■ READING PASSAGE:
┄┄┄┄┄┄┄┄┄┄┄┄┄┄┄┄┄┄┄┄

Coming Soon: The Vagabond Life Coach

G'day Fam,

 

Long time no writey. Well, in fairness to me, I have been writing, just nothing shareable- until right now.

I attempted to write a blog update last Sunday, but as I was severely homesick for Australian life- non-existent mass shootings, affordable health insurance, realistic living wages, and locally owned mom-and-pop cafes with gourmet coffee in every neighborhood- the update felt and sounded like an absolute downer. While my feelings are valid and expressing them is healthy, it didn't feel good to spread multiple paragraphs of the doom & gloom I was working through.

 

I also spent last weekend staying up into the wee hours rewriting the content for my upcoming business website. I had already committed to a business name and domain, wrote all the content to support that name, then had a last-minute hit of inspiration- after the designer had begun building out my site. Thankfully, my intuitive hit came just in the nick of time, as they usually do, but it meant I had to act fast. It also meant practicing being vulnerable, speaking up, pushing back against the old "don't cause a fuss" programming that underpins a lot of how I function and following the path that lights me up inside, even if it doesn't all make sense (yet). 

 

So, in the next month or two, these writings will migrate over to my new website- The Vagabond Life Coach!

 

For me, roaming the world like a vagabond keeps me anchored in my adult chair more than anything else. That's when I'm my most open-minded, patient, and compassionate. I'm more likely to meet triggers with curiosity rather than judgment. If something doesn't go my way, I allow myself to feel disappointment but let go of expectations and attachments faster than when I'm not in travel mode. It's easier to view unexpected roadblocks as a detour to greater love, magic, and blessings. I feel at home in my body and at one with the earth, my fellow humans, and the boundless energy that connects us all.

┄┄┄┄┄┄┄┄┄┄┄┄┄┄┄┄┄┄┄┄

(Image point grounding data)
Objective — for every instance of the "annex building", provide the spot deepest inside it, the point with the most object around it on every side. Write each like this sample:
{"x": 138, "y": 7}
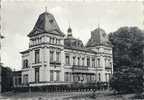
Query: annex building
{"x": 54, "y": 58}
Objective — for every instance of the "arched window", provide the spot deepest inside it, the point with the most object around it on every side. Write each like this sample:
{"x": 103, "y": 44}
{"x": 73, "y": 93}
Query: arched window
{"x": 25, "y": 63}
{"x": 99, "y": 77}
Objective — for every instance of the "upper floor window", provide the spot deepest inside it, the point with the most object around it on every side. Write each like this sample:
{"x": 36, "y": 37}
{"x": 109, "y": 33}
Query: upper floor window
{"x": 51, "y": 75}
{"x": 93, "y": 62}
{"x": 88, "y": 62}
{"x": 58, "y": 56}
{"x": 57, "y": 75}
{"x": 98, "y": 62}
{"x": 74, "y": 61}
{"x": 51, "y": 56}
{"x": 105, "y": 62}
{"x": 83, "y": 61}
{"x": 37, "y": 56}
{"x": 67, "y": 60}
{"x": 25, "y": 79}
{"x": 99, "y": 77}
{"x": 25, "y": 63}
{"x": 78, "y": 60}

┄┄┄┄┄┄┄┄┄┄┄┄┄┄┄┄┄┄┄┄

Can you carry on the blog post about launching The Vagabond Life Coach, picking up after its last sentence?

■ RESULT BELOW:
No wonder I became obsessed with traveling. Who wouldn't want to live from that energy all the time?!

 

Over the last fifteen years of wandering the globe, I've noticed a pattern. It goes like this-  I try to set roots down after a long journey, be the "responsible" adult, get a "normal" job, lose touch with that vagabond mindset, feel like I'm living someone else's life, die a little on the inside and eventually take off again because whatever it is I'm doing doesn't feel right... and exploring new places always feels right. Some people travel to run from themselves, and I can confidently say that I've never traveled to run away. In hindsight, however, maybe I was running to something- a better version of myself.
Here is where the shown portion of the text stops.